Excerpted text ::
== == ==

Those who espouse the view that religion and politics should occupy completely separate spheres often do so as a rejection of what they see as overreaching on the part of that amorphous evangelical voting bloc. Andrew Sullivan, a self-identified Christian who refers to “the fusion of politics and religion for the advancement of political goals,” as “Christianism,” calls for a kind of “libertarian Christianity” in which faith is a private matter and does not come into contact with politics in the public sphere.
David E. Campbell and Robert D. Putnam, authors of American Grace: How Religion Divides and Unites Us, wrote in a New York Times op-ed last summer that what makes the Tea Party movement so unpopular to a large segment of the population is the conservative impulse to mix religion and politics. Americans, they suggest, oppose the mingling of the two.

== == ==

Activities ::
A) Please rewrite the passage on religion and politics starting with "Those who espouse" and going on through "of the two.", replacing "voting bloc" with "constituency".
B) In the passage on religion and politics, what term does Andrew Sullivan use for the fusion of politics and religion to advance political goals?

Natural language descriptions of regions:

== == ==

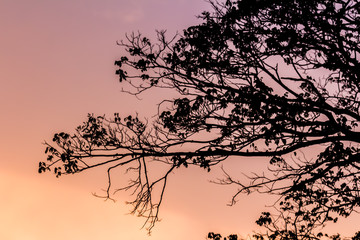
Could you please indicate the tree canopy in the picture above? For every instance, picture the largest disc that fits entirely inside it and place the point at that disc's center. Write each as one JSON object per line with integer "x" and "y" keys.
{"x": 270, "y": 78}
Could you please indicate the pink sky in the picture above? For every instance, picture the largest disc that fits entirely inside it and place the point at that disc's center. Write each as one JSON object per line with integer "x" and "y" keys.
{"x": 56, "y": 65}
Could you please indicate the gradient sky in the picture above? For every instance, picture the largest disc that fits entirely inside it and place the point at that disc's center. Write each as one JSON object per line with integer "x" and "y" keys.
{"x": 56, "y": 65}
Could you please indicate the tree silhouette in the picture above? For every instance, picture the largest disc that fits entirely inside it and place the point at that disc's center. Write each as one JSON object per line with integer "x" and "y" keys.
{"x": 271, "y": 78}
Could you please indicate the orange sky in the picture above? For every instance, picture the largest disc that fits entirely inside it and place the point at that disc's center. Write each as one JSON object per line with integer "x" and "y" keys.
{"x": 56, "y": 65}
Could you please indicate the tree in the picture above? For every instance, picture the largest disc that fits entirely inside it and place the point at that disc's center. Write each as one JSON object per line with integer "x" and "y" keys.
{"x": 269, "y": 78}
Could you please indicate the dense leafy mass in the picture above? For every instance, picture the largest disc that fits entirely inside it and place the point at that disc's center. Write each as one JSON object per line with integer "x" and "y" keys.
{"x": 269, "y": 78}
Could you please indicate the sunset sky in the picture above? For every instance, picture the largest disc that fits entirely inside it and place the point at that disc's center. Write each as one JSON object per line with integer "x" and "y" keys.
{"x": 56, "y": 66}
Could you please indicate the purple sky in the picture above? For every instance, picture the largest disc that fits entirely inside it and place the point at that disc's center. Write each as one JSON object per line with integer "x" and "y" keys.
{"x": 56, "y": 65}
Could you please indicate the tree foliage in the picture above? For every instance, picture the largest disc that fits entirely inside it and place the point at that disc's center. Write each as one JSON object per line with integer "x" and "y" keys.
{"x": 271, "y": 78}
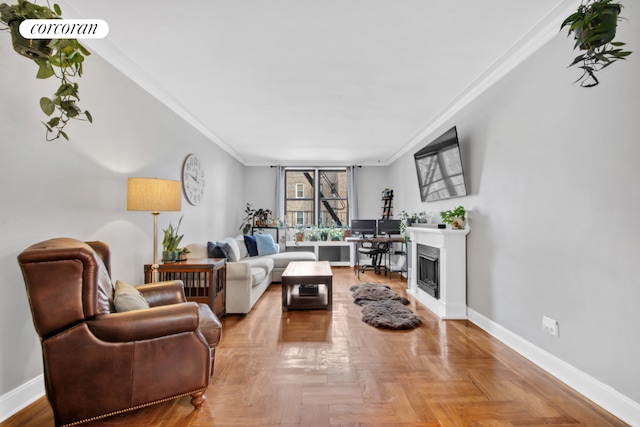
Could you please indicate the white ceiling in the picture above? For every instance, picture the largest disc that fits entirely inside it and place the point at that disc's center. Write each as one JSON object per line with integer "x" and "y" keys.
{"x": 317, "y": 82}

== == ==

Solution set ::
A)
Those who espouse the view that religion and politics should occupy completely separate spheres often do so as a rejection of what they see as overreaching on the part of that amorphous evangelical constituency. Andrew Sullivan, a self-identified Christian who refers to “the fusion of politics and religion for the advancement of political goals,” as “Christianism,” calls for a kind of “libertarian Christianity” in which faith is a private matter and does not come into contact with politics in the public sphere.
David E. Campbell and Robert D. Putnam, authors of American Grace: How Religion Divides and Unites Us, wrote in a New York Times op-ed last summer that what makes the Tea Party movement so unpopular to a large segment of the population is the conservative impulse to mix religion and politics. Americans, they suggest, oppose the mingling of the two.

B) "Christianism."